- **SOURCE PASSAGE**:

——————

UMD’s Pratyush Tiwary Receives Early Career Award from American Chemical Society

Tiwary was recognized for pioneering theoretical and computational methods that combine AI and statistical physics, which could yield new treatments for cancer and other human diseases.

University of Maryland Millard and Lee Alexander Professor Pratyush Tiwary received the 2025 Early Career Award in Theoretical Chemistry from the American Chemical Society (ACS)—an honor annually bestowed on one scientist anywhere in the world within the first 10 years of their independent career.

Tiwary was nominated for his interdisciplinary work that leverages statistical physics and computational tools to tackle some of the biggest challenges in biophysics, chemical physics and drug discovery. He said he was surprised to receive this award and is thankful for the many College of Computer, Mathematical, and Natural Sciences (CMNS) students in his research group who have contributed to his scientific discoveries over the years.

“I feel a sense of disbelief but also gratitude because it’s our CMNS students who enable everything,” Tiwary said. “Anytime I get an award or recognition, I just feel very lucky to have these students and postdocs that I work with, because without them, nothing would happen.”

Since joining UMD as an assistant professor in 2017, Tiwary has published more than 60 research papers while increasingly taking on new leadership roles and fostering collaborations across departments and disciplines. Now a professor in UMD’s Department of Chemistry and Biochemistry and Institute for Physical Science and Technology (IPST), Tiwary also leads therapeutic drug discovery research at the University of Maryland Institute for Health Computing (UM-IHC).

Tiwary’s research blends theoretical and computational methods—including artificial intelligence (AI)—to advance drug discovery and materials science. He pioneered RAVE, open-source software designed to speed up molecular simulations that typically take a long time to process. In 2024, Tiwary used RAVE to show that a stronger foundation of statistical mechanics can help improve Google’s AlphaFold technology, which uses AI to predict the structure of proteins, DNA and other biomolecules.

——————

Stored records
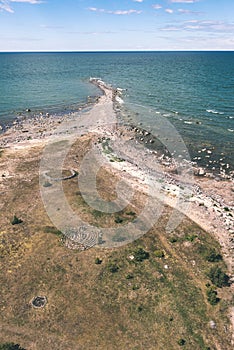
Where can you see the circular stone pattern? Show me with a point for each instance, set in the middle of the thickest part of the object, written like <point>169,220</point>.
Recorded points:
<point>39,302</point>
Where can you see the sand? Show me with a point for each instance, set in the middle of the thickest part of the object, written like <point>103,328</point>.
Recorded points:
<point>206,201</point>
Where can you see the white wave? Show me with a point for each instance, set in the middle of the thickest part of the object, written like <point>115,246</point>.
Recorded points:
<point>119,100</point>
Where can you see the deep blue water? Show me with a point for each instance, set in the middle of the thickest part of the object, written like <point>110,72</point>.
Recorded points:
<point>193,90</point>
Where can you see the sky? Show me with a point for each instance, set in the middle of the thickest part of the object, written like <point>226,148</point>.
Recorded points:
<point>110,25</point>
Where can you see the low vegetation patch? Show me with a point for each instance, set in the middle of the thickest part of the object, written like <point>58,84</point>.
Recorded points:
<point>218,277</point>
<point>16,220</point>
<point>10,346</point>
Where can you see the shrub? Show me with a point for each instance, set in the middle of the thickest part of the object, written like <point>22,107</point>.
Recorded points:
<point>98,261</point>
<point>131,213</point>
<point>10,346</point>
<point>212,256</point>
<point>191,238</point>
<point>173,239</point>
<point>113,267</point>
<point>159,253</point>
<point>218,277</point>
<point>54,230</point>
<point>47,184</point>
<point>118,220</point>
<point>16,221</point>
<point>181,342</point>
<point>118,238</point>
<point>212,296</point>
<point>140,254</point>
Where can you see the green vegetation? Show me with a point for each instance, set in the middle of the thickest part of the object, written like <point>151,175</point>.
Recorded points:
<point>140,254</point>
<point>10,346</point>
<point>191,237</point>
<point>113,267</point>
<point>173,239</point>
<point>98,261</point>
<point>118,220</point>
<point>159,253</point>
<point>218,277</point>
<point>209,254</point>
<point>16,221</point>
<point>212,255</point>
<point>47,184</point>
<point>54,230</point>
<point>118,238</point>
<point>181,342</point>
<point>211,294</point>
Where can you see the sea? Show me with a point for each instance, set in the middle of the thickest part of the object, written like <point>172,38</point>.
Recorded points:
<point>192,91</point>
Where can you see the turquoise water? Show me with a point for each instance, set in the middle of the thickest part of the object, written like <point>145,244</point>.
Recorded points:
<point>193,90</point>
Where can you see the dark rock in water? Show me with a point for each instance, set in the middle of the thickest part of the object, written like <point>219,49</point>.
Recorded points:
<point>39,302</point>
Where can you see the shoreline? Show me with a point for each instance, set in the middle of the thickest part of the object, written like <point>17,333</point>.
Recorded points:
<point>211,199</point>
<point>206,201</point>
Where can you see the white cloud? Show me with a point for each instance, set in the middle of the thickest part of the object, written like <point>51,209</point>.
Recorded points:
<point>204,26</point>
<point>189,12</point>
<point>169,11</point>
<point>33,2</point>
<point>157,6</point>
<point>184,1</point>
<point>115,12</point>
<point>4,6</point>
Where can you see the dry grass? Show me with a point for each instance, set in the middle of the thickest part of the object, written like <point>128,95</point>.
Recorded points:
<point>90,307</point>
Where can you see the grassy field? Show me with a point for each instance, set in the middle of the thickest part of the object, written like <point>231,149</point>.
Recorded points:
<point>100,298</point>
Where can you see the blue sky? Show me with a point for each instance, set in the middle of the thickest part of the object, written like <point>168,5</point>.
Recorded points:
<point>109,25</point>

——————

- **WHAT YOU SHOULD DO**: Reproduce the article on Pratyush Tiwary's Early Career Award in its entirety, word for word. The records are separate material and are not part of the article.

- **SOLUTION FOR THIS EXERCISE**:
UMD’s Pratyush Tiwary Receives Early Career Award from American Chemical Society

Tiwary was recognized for pioneering theoretical and computational methods that combine AI and statistical physics, which could yield new treatments for cancer and other human diseases.

University of Maryland Millard and Lee Alexander Professor Pratyush Tiwary received the 2025 Early Career Award in Theoretical Chemistry from the American Chemical Society (ACS)—an honor annually bestowed on one scientist anywhere in the world within the first 10 years of their independent career.

Tiwary was nominated for his interdisciplinary work that leverages statistical physics and computational tools to tackle some of the biggest challenges in biophysics, chemical physics and drug discovery. He said he was surprised to receive this award and is thankful for the many College of Computer, Mathematical, and Natural Sciences (CMNS) students in his research group who have contributed to his scientific discoveries over the years.

“I feel a sense of disbelief but also gratitude because it’s our CMNS students who enable everything,” Tiwary said. “Anytime I get an award or recognition, I just feel very lucky to have these students and postdocs that I work with, because without them, nothing would happen.”

Since joining UMD as an assistant professor in 2017, Tiwary has published more than 60 research papers while increasingly taking on new leadership roles and fostering collaborations across departments and disciplines. Now a professor in UMD’s Department of Chemistry and Biochemistry and Institute for Physical Science and Technology (IPST), Tiwary also leads therapeutic drug discovery research at the University of Maryland Institute for Health Computing (UM-IHC).

Tiwary’s research blends theoretical and computational methods—including artificial intelligence (AI)—to advance drug discovery and materials science. He pioneered RAVE, open-source software designed to speed up molecular simulations that typically take a long time to process. In 2024, Tiwary used RAVE to show that a stronger foundation of statistical mechanics can help improve Google’s AlphaFold technology, which uses AI to predict the structure of proteins, DNA and other biomolecules.